Request A: Reproduce the XML files thread, starting with "NYCPHP Meetup" and going on through "speaking in pseudo.", swapping "workflow" for "state management".
Request B: In the XML files thread, what does Larry Chuon say Xindice does not have?
Request C: Write what follows the final sentence of the XML files thread.

Passage to read:
NYCPHP Meetup

NYPHP.org

[nycphp-talk] XML files

Chalu Kim chalu at egenius.com
Wed May 7 14:45:47 EDT 2003


This is the kind of stuff you need the workflow for.

I am speaking in pseudo.

For example, XML files are published. Then, somebody comes along and changes 
it. That pushes the state to say "retracted" or "changed". This event in a 
workflow system can trigger an action.

Before the state change, you could have an opportunity to execute rules.

This is not a simple arena as you need a way to define rules. There have been 
several attempts such as ZPatterns (available in Zope or Java). 

This enables you to define at the interface level as in receiving data to 
trigger actions. In ZPatterns, you can use ZPatterns language (declarative) 
to define behaviors of data reception. Unfortunately, this approach is not 
for average for it is difficult to work with. Just get into this rarefied 
Pattern language and all. 

None of XML related stuff will address workflow or aspect-oriented programming 
because XML files themselves need to remember what state they are in. 

If it is a possibility to mix and match, you can publish XML files into Zope. 
That gets you workflow. XML files will be available through web or FTP. When 
it gets changed, it can do some processing.

Good luck


On Wednesday 07 May 2003 02:17 pm, Larry Chuon wrote:
> Hi Anirudh,
>
> Long time no hear.  Thank you and everyone at NYPHP <mailto:everyone at NYPHP>
> for the solution.  I learn a great deal in the last day and half.  As Chalu
> had noted, I need to rethink through the solution again.  Pumping out
> nearly a million XML files is not the best practice.  Last night, I
> accepted Gary Malcolm's invitation to look at Xindice.  Xindice uses Xpath
> and Xupdate, it addresses some of my concerns (not certain how many records
> it can support though, but I can categorize).  Unfortunately, Xindice does
> not have a PHP client for their API.  I need to figure out something for
> this.

Stored data:
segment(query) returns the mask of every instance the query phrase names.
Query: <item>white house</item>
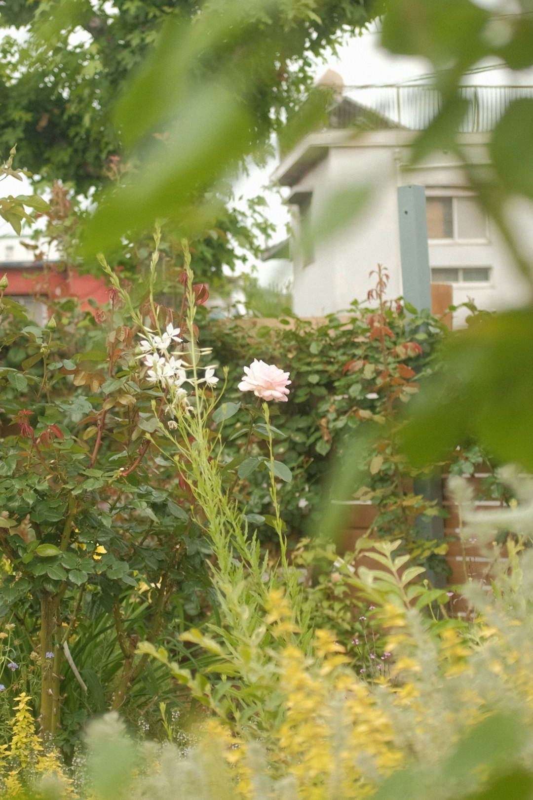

Right answer A:
NYCPHP Meetup

NYPHP.org

[nycphp-talk] XML files

Chalu Kim chalu at egenius.com
Wed May 7 14:45:47 EDT 2003


This is the kind of stuff you need the state management for.

I am speaking in pseudo.

Right answer B: A PHP client for its API.

Right answer C:
>
> Your sample codes resolve my large volume of files should I ever need to
> spit out more XML files.
>
> Now, I have a whole new set of problems.  Lets say, I need to share data
> with some companies.  The XML files get changed and must be updated on my
> system or their system depending on who is/are the recipient(s) of the
> changes.  Since I have nearly a million records, how do I keep track of
> changes?  Importing everything back into Xindice or whatever repository in
> a multiple of X times will generate a lot unnecessary traffic.  On the
> other hand, updating only the changes will require a lot of tracking
> (timestamp) as well.  Finally, giving appropriate hook to the partners will
> require an extensive predefined business rules (I don't know it all and I
> don't assume to know my partners/users business workflow either) and some
> sort of version control for rollback and approval process similarly to CMS.
>  Thought anybody?
>
> Thanks for all the suggestions guys.
> Larry
>
> -----Original Message-----
> From: Anirudh Zala [mailto:anirudh at aumcomputers.com]
> Sent: Wednesday, May 07, 2003 2:17 AM
> To: talk at nyphp.org
> Cc: LarryC at indexstock.com
> Subject: Re: [nycphp-talk] XML files
>
> Larry
>
> Let's have look about your problems 1 by 1
>
> 1: Problem of storing and accessing large volume of files in 1 container
> directory.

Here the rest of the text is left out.